--- Exercise prompt ---
Your reply should consist solely of the number of lines in the data that contain "gravel".

--- Task inputs ---

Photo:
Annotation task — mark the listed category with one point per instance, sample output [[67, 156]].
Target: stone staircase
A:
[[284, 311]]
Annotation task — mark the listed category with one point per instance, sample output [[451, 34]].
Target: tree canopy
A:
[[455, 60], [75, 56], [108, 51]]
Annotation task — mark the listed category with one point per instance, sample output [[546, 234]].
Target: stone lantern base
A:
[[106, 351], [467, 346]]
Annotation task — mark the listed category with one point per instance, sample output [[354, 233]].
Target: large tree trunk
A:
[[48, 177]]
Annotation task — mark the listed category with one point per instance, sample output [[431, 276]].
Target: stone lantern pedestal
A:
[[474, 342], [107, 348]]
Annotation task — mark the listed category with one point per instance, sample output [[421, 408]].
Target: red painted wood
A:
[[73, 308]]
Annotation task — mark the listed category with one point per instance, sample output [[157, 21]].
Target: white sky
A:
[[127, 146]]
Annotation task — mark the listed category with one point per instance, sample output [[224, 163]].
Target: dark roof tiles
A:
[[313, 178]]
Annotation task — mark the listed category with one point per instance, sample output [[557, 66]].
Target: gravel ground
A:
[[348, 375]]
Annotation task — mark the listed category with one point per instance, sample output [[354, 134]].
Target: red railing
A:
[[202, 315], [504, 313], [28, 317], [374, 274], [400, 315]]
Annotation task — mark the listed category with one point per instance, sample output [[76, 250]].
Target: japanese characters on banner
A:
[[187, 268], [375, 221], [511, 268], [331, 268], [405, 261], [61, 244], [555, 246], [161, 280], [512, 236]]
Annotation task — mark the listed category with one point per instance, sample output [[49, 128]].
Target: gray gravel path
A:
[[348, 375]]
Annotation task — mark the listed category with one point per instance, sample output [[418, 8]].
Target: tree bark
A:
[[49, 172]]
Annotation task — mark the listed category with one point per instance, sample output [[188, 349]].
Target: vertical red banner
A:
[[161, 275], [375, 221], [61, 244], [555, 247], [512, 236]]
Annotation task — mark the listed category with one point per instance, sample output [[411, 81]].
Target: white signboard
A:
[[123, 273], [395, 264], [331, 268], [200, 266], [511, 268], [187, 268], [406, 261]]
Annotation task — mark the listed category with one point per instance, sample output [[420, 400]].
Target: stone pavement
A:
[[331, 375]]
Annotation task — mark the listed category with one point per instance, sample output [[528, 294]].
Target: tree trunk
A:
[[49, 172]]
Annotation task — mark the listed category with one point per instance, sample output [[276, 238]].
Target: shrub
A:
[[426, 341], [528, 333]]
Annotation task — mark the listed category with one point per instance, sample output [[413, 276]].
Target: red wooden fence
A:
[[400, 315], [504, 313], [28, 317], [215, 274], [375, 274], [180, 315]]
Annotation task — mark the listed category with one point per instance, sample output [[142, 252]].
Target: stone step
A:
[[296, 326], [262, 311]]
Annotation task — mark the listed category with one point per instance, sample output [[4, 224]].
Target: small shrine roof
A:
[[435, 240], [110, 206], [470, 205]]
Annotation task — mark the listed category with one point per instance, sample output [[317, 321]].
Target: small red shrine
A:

--- Solution for this exercise ---
2